■ **EXERCISE**
Can you condense the paragraph beginning "The Farm Board proposed that cotton farmers" in the Farm Board extract below into a short bulleted list of its main facts?

■ **TEXT EXTRACT**
============

The Farm Board proposed that cotton farmers voluntarily plow under every third row of cotton growing in their fields in order to increase prices; in return for this cooperation in reducing the surplus, the Board offered to hold its own surplus cotton off the market for a year. Reception to the proposal could, at best, be characterized as mixed. The cotton trade responded apoplecticly; "chimerical, impracticable in the extreme, were some of the mildest designations used." Even a cable from "staid Liverpool" was rather caustic, noting "your weather is perfect for the crop and perfect for plowing too." Practical obstacles were also cited, particularly the likely reluctance of indebted farmers and creditor banks to destroy the crop securing existing loans. However, cotton prices did rise sharply on apparent concern that the proposal might be carried out. Editorial: Farm Board proposal is "the crowning act of the Board's two-year record of ineptitude and foolishness. The proposition is one of appalling waste." If a group of traders "set up incubators and bred untold billions of weevils and scattered them over the cotton belt with the intent of destroying this amount of cotton, they would have been given prison sentences, yet the Board gives this advice in all seriousness. If the advice is good," why doesn't the Board start by destroying its own holdings of surplus cotton and wheat? Instead, the Board should "go into complete seclusion for a year, and carry its surplus cotton with it."

============

■ **PROVIDED MATERIAL**
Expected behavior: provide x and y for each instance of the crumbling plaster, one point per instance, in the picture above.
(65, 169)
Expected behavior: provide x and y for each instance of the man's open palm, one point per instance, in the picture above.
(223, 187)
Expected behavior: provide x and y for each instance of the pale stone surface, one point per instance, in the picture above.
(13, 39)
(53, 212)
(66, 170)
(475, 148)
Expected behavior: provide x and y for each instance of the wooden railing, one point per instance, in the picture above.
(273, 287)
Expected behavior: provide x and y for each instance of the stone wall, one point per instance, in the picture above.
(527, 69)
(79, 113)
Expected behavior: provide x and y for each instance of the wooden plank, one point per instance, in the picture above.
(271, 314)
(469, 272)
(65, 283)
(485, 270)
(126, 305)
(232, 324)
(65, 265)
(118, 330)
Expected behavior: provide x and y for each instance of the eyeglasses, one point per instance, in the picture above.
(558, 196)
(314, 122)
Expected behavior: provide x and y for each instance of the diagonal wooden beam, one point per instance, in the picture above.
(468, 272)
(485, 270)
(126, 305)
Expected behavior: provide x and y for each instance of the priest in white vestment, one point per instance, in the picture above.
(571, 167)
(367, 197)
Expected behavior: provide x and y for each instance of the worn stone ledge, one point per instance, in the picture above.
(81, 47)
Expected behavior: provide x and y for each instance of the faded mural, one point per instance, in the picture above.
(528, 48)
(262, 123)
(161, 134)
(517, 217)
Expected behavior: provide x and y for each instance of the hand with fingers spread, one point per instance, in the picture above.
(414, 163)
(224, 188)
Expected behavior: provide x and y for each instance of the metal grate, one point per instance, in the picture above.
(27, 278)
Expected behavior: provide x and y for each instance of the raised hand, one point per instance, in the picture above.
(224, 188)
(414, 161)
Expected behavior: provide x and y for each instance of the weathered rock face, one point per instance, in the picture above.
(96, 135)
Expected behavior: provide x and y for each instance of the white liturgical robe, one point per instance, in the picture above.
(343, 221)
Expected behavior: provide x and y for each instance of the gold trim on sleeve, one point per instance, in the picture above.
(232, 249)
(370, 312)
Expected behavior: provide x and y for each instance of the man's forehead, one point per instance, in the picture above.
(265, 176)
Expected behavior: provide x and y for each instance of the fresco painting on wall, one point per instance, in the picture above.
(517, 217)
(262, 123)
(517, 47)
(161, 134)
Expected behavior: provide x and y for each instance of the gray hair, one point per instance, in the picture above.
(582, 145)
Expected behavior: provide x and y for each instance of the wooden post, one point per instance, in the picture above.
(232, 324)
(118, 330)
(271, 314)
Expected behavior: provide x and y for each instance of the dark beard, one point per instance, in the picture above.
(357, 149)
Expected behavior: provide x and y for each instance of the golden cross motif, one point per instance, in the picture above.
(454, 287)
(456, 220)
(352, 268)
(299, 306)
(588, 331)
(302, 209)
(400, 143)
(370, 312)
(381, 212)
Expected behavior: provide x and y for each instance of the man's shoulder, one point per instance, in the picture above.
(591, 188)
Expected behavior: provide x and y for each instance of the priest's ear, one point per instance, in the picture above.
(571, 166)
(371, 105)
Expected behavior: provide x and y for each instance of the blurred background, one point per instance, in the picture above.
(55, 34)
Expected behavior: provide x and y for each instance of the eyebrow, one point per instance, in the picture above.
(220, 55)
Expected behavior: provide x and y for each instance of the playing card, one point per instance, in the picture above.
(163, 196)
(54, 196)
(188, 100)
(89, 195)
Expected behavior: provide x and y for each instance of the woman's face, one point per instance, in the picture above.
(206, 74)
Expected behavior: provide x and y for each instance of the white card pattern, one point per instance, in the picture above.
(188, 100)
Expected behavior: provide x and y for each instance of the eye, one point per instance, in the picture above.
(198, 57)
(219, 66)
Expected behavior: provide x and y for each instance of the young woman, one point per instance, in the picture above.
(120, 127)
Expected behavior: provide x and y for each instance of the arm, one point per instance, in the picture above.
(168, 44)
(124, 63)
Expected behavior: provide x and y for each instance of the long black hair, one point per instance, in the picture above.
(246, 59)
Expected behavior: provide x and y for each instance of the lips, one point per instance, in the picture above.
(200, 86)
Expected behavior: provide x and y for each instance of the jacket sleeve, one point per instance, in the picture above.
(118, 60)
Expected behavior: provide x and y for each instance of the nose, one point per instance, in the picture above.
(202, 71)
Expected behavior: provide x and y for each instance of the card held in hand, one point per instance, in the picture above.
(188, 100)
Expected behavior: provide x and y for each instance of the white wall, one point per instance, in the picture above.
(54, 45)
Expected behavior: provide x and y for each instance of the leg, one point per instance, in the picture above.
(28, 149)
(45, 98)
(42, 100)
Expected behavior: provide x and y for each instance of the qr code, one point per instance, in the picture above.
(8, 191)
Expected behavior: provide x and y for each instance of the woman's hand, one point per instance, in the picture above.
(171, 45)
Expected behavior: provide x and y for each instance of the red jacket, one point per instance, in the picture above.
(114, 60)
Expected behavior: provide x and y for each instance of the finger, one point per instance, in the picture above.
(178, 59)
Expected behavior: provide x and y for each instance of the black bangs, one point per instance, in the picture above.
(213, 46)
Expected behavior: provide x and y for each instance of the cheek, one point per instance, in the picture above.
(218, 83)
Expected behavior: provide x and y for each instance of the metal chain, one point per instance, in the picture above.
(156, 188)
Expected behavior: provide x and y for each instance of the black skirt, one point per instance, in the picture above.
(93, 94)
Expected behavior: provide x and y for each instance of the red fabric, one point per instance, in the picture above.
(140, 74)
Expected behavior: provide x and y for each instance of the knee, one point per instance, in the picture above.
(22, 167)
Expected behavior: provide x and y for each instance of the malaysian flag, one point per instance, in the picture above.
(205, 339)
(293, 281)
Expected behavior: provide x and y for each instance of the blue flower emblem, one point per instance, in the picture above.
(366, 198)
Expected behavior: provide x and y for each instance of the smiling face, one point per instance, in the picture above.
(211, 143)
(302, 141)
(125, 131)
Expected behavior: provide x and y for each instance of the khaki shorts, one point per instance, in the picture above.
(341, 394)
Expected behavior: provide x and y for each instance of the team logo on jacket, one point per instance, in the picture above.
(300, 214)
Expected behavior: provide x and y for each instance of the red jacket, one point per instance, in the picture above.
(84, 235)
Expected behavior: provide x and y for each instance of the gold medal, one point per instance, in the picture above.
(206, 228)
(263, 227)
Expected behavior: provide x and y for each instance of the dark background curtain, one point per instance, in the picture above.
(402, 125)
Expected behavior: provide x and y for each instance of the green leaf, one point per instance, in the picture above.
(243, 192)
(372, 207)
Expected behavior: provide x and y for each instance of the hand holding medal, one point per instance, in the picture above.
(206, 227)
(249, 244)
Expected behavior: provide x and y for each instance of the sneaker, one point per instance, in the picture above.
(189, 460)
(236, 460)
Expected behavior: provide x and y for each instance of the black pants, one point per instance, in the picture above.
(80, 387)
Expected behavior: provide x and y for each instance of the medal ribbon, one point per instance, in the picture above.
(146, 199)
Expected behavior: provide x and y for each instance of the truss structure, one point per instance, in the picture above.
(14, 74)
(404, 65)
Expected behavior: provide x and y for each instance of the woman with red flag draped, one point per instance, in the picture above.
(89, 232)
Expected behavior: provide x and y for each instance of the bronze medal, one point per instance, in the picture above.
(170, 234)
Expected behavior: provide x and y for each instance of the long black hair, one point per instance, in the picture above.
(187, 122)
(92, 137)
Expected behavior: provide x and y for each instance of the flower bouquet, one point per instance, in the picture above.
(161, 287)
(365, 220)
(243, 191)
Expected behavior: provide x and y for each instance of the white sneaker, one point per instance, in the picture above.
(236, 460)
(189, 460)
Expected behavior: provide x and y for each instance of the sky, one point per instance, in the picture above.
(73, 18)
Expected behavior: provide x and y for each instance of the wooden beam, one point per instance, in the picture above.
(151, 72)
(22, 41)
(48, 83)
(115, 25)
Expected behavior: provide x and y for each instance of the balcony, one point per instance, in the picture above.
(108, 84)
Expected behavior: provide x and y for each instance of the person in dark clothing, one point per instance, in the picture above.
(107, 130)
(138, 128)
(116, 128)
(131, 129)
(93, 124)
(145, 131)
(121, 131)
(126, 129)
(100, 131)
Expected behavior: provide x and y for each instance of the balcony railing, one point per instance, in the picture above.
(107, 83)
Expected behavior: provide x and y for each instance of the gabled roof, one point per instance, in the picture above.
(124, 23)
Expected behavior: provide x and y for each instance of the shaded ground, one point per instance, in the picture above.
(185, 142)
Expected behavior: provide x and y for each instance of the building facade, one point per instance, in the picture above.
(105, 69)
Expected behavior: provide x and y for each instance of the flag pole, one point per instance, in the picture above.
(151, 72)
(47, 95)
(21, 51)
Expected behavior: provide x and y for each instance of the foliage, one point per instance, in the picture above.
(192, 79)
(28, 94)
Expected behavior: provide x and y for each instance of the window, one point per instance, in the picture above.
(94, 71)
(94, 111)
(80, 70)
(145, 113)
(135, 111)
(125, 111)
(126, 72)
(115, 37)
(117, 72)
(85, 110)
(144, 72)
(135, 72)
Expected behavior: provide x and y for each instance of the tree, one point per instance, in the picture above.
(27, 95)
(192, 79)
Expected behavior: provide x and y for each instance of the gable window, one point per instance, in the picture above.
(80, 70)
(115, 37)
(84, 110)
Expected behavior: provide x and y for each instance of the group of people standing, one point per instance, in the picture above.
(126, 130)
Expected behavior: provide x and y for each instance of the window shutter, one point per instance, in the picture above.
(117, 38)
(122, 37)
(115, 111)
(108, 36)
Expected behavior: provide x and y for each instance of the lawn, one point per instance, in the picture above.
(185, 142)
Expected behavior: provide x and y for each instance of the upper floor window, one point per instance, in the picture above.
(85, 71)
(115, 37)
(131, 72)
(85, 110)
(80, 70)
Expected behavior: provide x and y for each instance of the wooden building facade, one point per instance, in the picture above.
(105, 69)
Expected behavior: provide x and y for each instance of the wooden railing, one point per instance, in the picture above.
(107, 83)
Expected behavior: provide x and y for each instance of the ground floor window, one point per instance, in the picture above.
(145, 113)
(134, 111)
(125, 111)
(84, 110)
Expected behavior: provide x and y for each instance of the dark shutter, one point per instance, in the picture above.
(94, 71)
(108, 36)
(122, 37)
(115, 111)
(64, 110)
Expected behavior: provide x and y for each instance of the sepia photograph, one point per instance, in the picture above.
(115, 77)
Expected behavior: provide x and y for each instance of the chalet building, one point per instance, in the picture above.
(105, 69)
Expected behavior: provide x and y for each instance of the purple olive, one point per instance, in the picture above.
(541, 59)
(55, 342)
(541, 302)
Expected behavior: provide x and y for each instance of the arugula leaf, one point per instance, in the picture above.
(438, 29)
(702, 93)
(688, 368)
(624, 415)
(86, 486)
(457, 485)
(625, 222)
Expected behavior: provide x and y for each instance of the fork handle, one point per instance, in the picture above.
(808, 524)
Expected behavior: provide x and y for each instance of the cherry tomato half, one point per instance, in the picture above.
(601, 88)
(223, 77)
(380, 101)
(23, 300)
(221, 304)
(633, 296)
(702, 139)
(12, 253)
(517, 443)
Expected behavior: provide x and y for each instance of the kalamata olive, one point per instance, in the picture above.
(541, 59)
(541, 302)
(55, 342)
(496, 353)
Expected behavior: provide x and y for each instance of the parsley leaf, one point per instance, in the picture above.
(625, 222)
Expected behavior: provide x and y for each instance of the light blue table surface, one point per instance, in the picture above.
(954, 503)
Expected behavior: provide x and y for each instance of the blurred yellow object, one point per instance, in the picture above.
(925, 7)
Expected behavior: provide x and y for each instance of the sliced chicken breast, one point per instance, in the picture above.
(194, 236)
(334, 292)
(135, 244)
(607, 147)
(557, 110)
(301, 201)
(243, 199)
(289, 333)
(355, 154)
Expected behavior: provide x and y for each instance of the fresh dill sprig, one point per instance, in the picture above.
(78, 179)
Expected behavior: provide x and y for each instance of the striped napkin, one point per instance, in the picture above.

============

■ **TASK RESPONSE**
- The Farm Board proposed that cotton farmers voluntarily plow under every third row of cotton to raise prices. In return, the Board would keep its own surplus cotton off the market for a year.
- The reception was mixed at best. The cotton trade reacted furiously and called the plan "chimerical" and "impracticable in the extreme."
- A cable from Liverpool mocked the idea, noting that the weather was "perfect for the crop and perfect for plowing too."
- Critics cited practical obstacles, especially that indebted farmers and creditor banks would likely resist destroying cotton that secured existing loans.
- Cotton prices still rose sharply on concern that the plan might actually be carried out.
- An editorial called the proposal the "crowning act" of the Board's two years of "ineptitude and foolishness" and "appalling waste." It argued that traders who bred weevils to destroy the same amount of cotton would be jailed. It asked why the Board didn't first destroy its own surplus cotton and wheat, and said the Board should go into seclusion for a year and take its surplus cotton with it.